### EXERCISE GOAL:
Your reply should reproduce each entry exactly and contain no pictures.

= = =

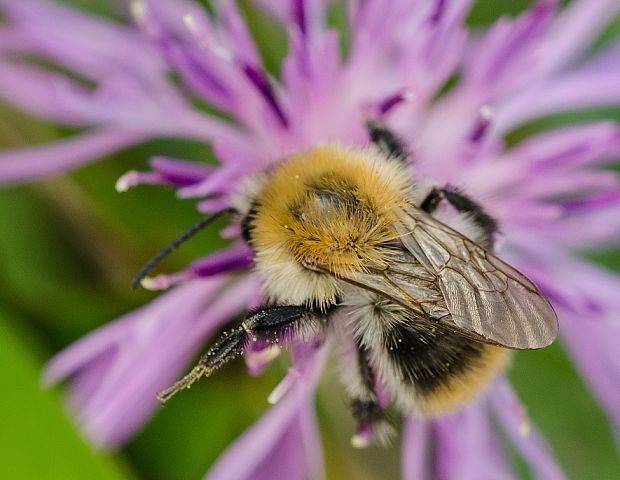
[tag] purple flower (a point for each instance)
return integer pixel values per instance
(548, 193)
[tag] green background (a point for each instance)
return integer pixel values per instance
(69, 246)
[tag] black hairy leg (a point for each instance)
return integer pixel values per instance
(386, 140)
(463, 204)
(367, 412)
(271, 324)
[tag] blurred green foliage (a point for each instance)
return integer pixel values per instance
(68, 249)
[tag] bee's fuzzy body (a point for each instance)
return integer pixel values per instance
(338, 207)
(405, 280)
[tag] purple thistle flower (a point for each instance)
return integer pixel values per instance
(548, 193)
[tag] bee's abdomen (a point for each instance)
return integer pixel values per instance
(429, 357)
(426, 367)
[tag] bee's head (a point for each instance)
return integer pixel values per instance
(322, 213)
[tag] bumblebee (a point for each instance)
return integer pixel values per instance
(346, 247)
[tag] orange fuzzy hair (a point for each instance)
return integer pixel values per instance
(294, 223)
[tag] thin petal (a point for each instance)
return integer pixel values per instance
(281, 441)
(36, 162)
(525, 437)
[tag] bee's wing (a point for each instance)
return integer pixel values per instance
(446, 277)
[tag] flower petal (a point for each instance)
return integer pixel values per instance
(36, 162)
(284, 443)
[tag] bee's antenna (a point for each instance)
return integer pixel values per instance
(189, 233)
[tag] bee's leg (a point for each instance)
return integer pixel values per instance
(365, 407)
(386, 140)
(271, 324)
(465, 205)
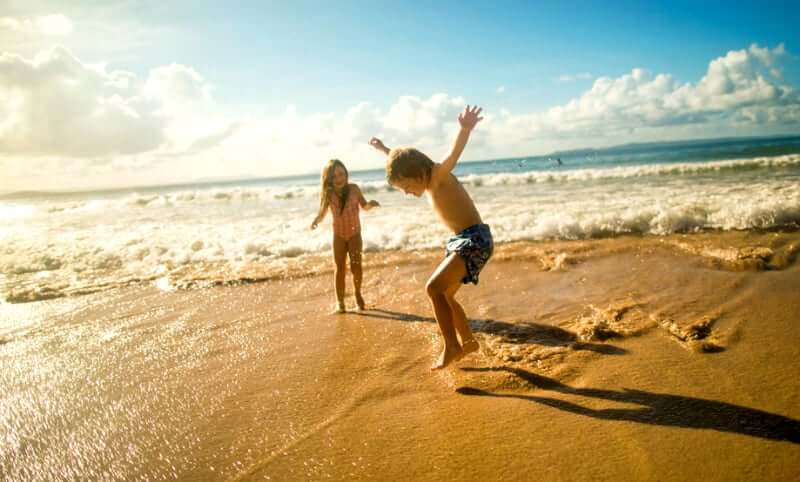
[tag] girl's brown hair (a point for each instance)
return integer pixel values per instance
(326, 183)
(407, 162)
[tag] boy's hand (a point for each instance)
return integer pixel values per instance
(377, 144)
(469, 117)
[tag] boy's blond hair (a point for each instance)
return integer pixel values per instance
(409, 163)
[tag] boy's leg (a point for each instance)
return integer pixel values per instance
(468, 341)
(340, 258)
(446, 279)
(354, 250)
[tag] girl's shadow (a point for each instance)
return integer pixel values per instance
(656, 408)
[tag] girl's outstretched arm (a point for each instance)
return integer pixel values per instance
(366, 205)
(323, 209)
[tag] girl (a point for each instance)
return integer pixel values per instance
(344, 200)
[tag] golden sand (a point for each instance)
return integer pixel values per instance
(635, 358)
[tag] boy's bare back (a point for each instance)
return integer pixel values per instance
(451, 201)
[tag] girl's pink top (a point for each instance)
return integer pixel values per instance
(345, 223)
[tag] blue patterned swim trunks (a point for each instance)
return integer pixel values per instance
(475, 246)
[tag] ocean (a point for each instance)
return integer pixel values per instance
(180, 236)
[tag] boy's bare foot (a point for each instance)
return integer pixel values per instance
(447, 357)
(469, 346)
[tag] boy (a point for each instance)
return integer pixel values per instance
(467, 252)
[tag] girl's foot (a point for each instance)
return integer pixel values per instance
(447, 357)
(469, 346)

= = =

### RESULT FOR THIS EXERCISE:
[tag] purple flower (a point for each instance)
return integer pixel values per instance
(548, 193)
[tag] green background (a point for each instance)
return integer pixel values per instance
(69, 246)
[tag] black hairy leg (a point for each instance)
return integer pixel values per instance
(386, 140)
(463, 204)
(367, 412)
(271, 324)
[tag] blurred green foliage (a point for each instance)
return integer pixel values per instance
(68, 249)
[tag] bee's fuzzy body (a point for each instance)
return integer pixel values per instance
(338, 207)
(405, 280)
[tag] purple thistle flower (a point for each instance)
return integer pixel values per instance
(548, 193)
[tag] bee's abdomen (a point for each instance)
return integer pixel values per instance
(429, 357)
(426, 367)
[tag] bee's head (a point for each instance)
return integer pixel values per instance
(322, 213)
[tag] bumblebee (a point for each instance)
return integer pixel values per instance
(346, 247)
[tag] orange fuzzy hair (a point for each instance)
return integer pixel values per instance
(294, 223)
[tag] thin petal (a point for each instance)
return integer pixel values per instance
(281, 441)
(36, 162)
(525, 437)
[tag] bee's wing (a point for each instance)
return integer pixel values per instance
(446, 277)
[tag] flower petal (a point for each instance)
return integer pixel values per instance
(36, 162)
(284, 443)
[tag] bee's antenna (a point for each instance)
return integer pixel values per instance
(189, 233)
[tag] bee's leg (a point for each instance)
return integer pixel values per instance
(365, 407)
(386, 140)
(271, 324)
(465, 205)
[tag] girl's brown hair (a point for each instance)
return integer pixel values per instance
(326, 183)
(407, 162)
[tag] boy's hand (a point for each instance)
return integer pixel values per instance
(377, 144)
(469, 117)
[tag] boy's blond hair (a point for each instance)
return integer pixel values per instance
(409, 163)
[tag] boy's leg (a point for each instance)
return integer pixel values per instance
(468, 341)
(340, 258)
(446, 279)
(354, 250)
[tag] girl's shadow (a point for each instance)
return integer pixel values per instance
(656, 408)
[tag] girl's outstretched arm (a point for each instance)
return integer pixel values per instance
(366, 205)
(323, 209)
[tag] girl (a point for each instance)
return integer pixel values per instance
(344, 200)
[tag] golden sand (a point for each instance)
return integer pixel values per instance
(635, 358)
[tag] boy's bare back (a point for each instance)
return integer pixel values per instance
(451, 201)
[tag] girl's pink top (a point for each instance)
return integer pixel values per instance
(345, 223)
[tag] blue patterned swim trunks (a point for each instance)
return integer pixel values per instance
(475, 246)
[tag] ocean (a point for each instance)
return integer pixel values per instance
(180, 236)
[tag] boy's bare foot (a point for each instance)
return integer pixel values per instance
(447, 357)
(469, 346)
[tag] boy (a point for each instance)
return integer pixel values per instance
(467, 252)
[tag] girl's foot (a point for each instance)
return integer pixel values per instance
(447, 357)
(469, 346)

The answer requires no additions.